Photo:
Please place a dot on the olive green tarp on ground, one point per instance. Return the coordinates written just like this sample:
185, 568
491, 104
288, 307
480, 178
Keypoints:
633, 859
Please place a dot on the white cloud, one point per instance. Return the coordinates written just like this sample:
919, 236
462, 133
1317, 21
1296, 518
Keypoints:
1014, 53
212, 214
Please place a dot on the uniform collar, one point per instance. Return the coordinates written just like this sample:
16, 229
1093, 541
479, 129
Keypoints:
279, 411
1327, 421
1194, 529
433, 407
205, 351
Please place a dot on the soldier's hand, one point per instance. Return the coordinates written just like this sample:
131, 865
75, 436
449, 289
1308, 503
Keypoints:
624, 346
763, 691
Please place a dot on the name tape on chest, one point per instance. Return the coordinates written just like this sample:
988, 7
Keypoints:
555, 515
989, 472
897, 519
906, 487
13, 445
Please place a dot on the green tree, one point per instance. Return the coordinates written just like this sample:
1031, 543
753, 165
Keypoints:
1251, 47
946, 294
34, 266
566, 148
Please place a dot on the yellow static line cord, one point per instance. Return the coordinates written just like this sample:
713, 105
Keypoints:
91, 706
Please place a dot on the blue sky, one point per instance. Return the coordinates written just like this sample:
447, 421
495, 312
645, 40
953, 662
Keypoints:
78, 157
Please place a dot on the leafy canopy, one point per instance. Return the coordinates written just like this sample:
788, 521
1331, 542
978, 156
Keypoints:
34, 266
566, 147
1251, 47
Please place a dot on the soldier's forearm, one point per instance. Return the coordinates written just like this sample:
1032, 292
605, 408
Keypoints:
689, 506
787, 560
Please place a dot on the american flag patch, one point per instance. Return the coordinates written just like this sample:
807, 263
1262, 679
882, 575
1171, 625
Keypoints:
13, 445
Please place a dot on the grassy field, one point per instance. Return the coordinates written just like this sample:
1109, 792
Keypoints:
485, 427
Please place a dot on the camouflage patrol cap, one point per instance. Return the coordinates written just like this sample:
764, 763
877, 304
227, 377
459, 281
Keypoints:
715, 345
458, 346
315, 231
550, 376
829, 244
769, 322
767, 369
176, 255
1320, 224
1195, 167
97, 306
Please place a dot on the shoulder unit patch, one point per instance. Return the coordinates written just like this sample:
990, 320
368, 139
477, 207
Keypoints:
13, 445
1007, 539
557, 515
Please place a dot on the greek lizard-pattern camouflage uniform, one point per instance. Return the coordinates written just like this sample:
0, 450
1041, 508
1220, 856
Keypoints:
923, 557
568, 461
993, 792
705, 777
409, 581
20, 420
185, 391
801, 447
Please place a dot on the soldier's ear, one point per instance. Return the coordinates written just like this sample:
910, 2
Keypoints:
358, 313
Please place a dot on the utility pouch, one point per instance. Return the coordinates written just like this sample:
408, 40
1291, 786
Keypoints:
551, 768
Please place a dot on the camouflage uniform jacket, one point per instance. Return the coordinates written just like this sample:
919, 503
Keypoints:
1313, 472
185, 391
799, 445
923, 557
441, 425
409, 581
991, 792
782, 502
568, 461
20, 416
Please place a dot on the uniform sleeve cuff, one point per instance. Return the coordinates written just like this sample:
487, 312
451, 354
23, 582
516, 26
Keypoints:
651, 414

* * *

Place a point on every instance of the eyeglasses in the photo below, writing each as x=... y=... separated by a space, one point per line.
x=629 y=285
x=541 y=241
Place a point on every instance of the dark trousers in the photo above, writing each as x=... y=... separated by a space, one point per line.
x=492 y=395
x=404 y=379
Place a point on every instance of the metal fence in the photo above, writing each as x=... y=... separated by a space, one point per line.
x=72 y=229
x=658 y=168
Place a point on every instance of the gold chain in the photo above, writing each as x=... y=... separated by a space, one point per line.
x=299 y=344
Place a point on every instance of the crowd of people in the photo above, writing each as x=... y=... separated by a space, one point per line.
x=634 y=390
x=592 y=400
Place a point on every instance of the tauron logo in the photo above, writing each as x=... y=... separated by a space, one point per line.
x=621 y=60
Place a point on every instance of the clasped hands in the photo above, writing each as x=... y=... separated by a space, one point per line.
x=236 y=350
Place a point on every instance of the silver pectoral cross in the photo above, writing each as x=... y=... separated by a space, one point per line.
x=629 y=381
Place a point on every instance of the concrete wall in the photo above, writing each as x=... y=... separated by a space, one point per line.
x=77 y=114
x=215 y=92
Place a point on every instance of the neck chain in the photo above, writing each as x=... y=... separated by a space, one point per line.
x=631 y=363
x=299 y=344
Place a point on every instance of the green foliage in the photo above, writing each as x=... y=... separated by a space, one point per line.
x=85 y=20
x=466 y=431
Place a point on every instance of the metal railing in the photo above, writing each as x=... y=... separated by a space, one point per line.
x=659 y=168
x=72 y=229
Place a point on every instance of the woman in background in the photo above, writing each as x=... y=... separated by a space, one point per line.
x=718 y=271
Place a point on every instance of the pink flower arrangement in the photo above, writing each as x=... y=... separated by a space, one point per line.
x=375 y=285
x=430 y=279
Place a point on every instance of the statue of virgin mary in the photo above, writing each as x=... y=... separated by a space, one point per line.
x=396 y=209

- **REQUIRED ACTION**:
Filter the listing for the word "patch" and copy every line that holds it.

- **EXERCISE OUTPUT**:
Please place a dot on the american flag patch, one point per instance. Return the coordinates written just like this sample:
Please place a dot on the shoulder unit patch, one point per instance. Return the coordinates written just like this sample:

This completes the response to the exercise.